**ÜBUNGSTEXT:**
━━━━━━━━━━━━━━━━━━━━
Einmal mehr gelingt Mora ein äußerst bemerkenswertes Stück Literatur. Zu Beginn des Romans ist Kopp mit der Urne seiner freiwillig aus dem Leben geschiedenen Frau (nach einer in „Das Ungeheuer“ geschilderten Reise durch mehrere europäische Länder) drei Jahre später in Sizilien angekommen, wo er die Asche seiner geliebten Flora schließlich auf dem Ätna unter einem Baum verstreut hat. In Catania verdingt sich Kopp, inzwischen fast 50, als Pizzabäcker und hat alle Fäden in sein früheres Leben gekappt. „Es ist etwas Mönchisches in mein Leben gekommen, das ich nie vermutet hätte“, liest man schon auf den ersten Seiten. Erstaunlich eigentlich, dass die Figur dieses melancholischen Witwers, der mal ein einigermaßen erfolgreicher ITler war, längst aber von beruflicher Karriere nichts mehr wissen will, drei dicke Romane trägt. Dass sie es tut, hat vor allem einen Grund: Terézia Moras den Leser immer wieder gefangen nehmende Erzählhaltung.

Diese wechselt, nicht selten mitten im Satz, von der Ich- in die auktoriale Perspektive und umgekehrt. Das ist, auch über mehrere hundert Seiten hinweg, weit mehr als eine literarische Attitüde oder bloße Spielerei – es ist vielmehr das erzählerische Elixier dieses Romans und seine stilistische Fracht. Gelingt es Mora dadurch doch, nicht allein Kopp zu einem aus den Lettern und Sätzen heraussteigenden Menschen aus Fleisch und Blut zu machen, wie man das in dieser Prägnanz und Plausibilität selten liest. Die Autorin vermag mittels dieses raffinierten erzählerischen Schachzuges auch Kopps Umgebung situativ eine Unmittelbarkeit zu verleihen, die die lebenslängliche Komplexität des Zusammenspiels von persönlicher Wahrnehmung und charakterlicher Prägung kongenial abbildet. Kopp fällt sich und seiner Schöpferin Mora (und die wiederum ihm) quasi immer wieder mal ins Wort, sodass der innere Monolog sich immer wieder zum Zwiegespräch ausweitet. Und sei es in der simplen Art: „Du solltest ihn anrufen. Ja, das sollte ich.“

Dabei hat die Geschichte, die „Auf dem Seil“ erzählt, für sich genommen eigentlich gar nicht so viel Potenzial: Kopp, der sich in Catania in einem überschaubaren, von viel Zurückgezogenheit und Naturanschauung geprägten Leben eingerichtet hat, wird eines Tages in Sizilien von seiner schwangeren 17-jährigen Nichte Lorelei heimgesucht. Schnell fühlt er sich verantwortlich für die antriebslose, fast nichts essende Lorelei und begleitet sie schließlich zurück nach Berlin – der Stadt, in der er sich einst als Netzwerker etabliert hatte, um ihr und seinem absehbaren, vorgezeichneten Weg dann zu entfliehen. In beider Schlepptau: Metin, Kopps palästinensischer Freund aus Catania, der Lorelei immer näher kommt. So mittellos, wie Mora ihr Trio von Air­bnb-Unterschlupf zu verkrachten, alten Kopp-Freunden wochenweise durch Berlin ziehen lässt, wächst sich der letzte Teil der Kopp-Trilogie dann zuletzt immer mehr zu einer Art prekären Hauptstadt-Milieustudie aus. „Waren die Erwartungen unrealistisch, oder sind wir einfach nur eine Gruppe von Losern, die sich gefunden haben? War es etwa unser latentes Losertum, das uns zu Freunden machte?“ Kopp, dieser „Zeitmillionär“ und „Fettwanst mit Halbglatze“, wird am Ende versuchen, wieder irgendwie ins bürgerliche deutsche Leben zurückzufinden. „Du kannst dir eine Zukunft vorstellen, das ist gut. Dass etwas anderes da ist als nur Vergangenheit und Gegenwart. Ich spüre, wie das gut ist.“ Der Systemaussteiger Kopp, der herausgefallen war aus diesem ebenso betäubenden wie ermüdenden „Hinundhergehen mit Handys und Einkaufstüten“, scheint zuletzt wieder seinen Frieden mit dem System zu finden. Kopps Freund wird es zuletzt so zusammenfassen: „Wir sind 50, sagte Rolf. Aus uns kann noch alles werden.“

Kurzum: Es ist nicht der Plot, der einen einnimmt für Moras jüngsten Roman. Es ist der Furor dieses gewieften Pingpongspiels zwischen Autorin und Hauptfigur, der seine literarische Klasse ausmacht.
━━━━━━━━━━━━━━━━━━━━
**ROHDATEN:**
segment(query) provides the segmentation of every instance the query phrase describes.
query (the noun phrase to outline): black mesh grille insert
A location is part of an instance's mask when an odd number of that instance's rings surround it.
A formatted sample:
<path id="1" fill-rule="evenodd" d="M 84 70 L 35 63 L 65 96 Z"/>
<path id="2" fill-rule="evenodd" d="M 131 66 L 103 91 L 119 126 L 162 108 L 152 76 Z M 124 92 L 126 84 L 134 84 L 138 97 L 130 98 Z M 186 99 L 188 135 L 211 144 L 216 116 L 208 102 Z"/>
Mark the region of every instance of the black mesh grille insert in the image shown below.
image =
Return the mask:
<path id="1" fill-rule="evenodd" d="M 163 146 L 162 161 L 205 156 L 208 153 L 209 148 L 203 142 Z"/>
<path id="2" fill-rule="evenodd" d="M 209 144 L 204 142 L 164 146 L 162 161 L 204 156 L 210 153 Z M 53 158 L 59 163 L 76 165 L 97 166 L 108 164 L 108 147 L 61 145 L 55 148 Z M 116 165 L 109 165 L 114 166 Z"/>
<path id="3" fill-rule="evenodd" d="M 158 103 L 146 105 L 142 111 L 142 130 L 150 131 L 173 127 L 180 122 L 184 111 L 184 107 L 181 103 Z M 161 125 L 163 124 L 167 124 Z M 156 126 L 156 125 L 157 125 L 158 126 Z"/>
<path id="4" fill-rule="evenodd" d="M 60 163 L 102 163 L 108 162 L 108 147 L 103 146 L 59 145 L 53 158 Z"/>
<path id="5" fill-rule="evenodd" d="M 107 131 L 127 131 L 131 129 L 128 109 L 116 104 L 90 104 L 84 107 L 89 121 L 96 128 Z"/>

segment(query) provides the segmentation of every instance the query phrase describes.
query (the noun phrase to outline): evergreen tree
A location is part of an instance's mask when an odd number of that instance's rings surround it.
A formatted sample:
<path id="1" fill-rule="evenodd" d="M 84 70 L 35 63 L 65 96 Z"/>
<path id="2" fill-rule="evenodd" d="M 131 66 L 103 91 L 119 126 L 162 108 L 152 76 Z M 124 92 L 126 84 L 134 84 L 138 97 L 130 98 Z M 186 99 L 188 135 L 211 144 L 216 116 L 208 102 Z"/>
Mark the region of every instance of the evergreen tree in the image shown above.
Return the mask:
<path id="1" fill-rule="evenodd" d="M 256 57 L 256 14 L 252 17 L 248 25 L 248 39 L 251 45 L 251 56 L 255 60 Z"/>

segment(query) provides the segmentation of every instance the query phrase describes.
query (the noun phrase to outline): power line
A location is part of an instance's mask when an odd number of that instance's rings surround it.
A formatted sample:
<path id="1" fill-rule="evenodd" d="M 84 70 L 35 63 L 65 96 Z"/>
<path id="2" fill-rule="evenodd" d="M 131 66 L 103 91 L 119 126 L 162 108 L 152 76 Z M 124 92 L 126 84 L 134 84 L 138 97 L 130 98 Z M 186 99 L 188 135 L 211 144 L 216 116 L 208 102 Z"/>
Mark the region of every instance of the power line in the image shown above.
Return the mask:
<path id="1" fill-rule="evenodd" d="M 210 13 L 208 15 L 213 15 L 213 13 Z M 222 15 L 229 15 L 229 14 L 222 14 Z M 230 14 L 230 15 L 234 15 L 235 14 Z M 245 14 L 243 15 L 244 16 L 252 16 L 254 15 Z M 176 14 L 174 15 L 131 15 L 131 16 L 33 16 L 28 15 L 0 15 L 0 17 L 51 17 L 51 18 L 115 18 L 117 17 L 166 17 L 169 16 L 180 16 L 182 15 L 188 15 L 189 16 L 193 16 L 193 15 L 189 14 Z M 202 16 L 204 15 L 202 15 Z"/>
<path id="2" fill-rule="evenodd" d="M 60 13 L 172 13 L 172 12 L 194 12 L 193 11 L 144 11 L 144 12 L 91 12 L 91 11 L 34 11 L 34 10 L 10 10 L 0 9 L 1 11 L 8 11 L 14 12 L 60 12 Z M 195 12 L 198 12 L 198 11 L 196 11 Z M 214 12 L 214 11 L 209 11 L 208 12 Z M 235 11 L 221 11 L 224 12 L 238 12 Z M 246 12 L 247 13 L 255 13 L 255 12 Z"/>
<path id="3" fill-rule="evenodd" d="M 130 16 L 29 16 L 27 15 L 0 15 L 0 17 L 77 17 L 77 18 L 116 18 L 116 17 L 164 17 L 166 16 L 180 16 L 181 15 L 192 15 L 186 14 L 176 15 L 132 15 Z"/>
━━━━━━━━━━━━━━━━━━━━
**ARBEITSAUFTRÄGE:**
1 > Nenne laut Übungstext die Stadt, in der Kopp als Pizzabäcker arbeitet.
2 > Wiederhole aus dem Übungstext wortgetreu den Abschnitt von „Kurzum: Es ist“ bis einschließlich „literarische Klasse ausmacht.“.
Das Material stammt aus einer anderen Quelle.

**ERGEBNISSE DER ÜBUNG:**
1 > Kopp arbeitet in Catania als Pizzabäcker.

2 >
Kurzum: Es ist nicht der Plot, der einen einnimmt für Moras jüngsten Roman. Es ist der Furor dieses gewieften Pingpongspiels zwischen Autorin und Hauptfigur, der seine literarische Klasse ausmacht.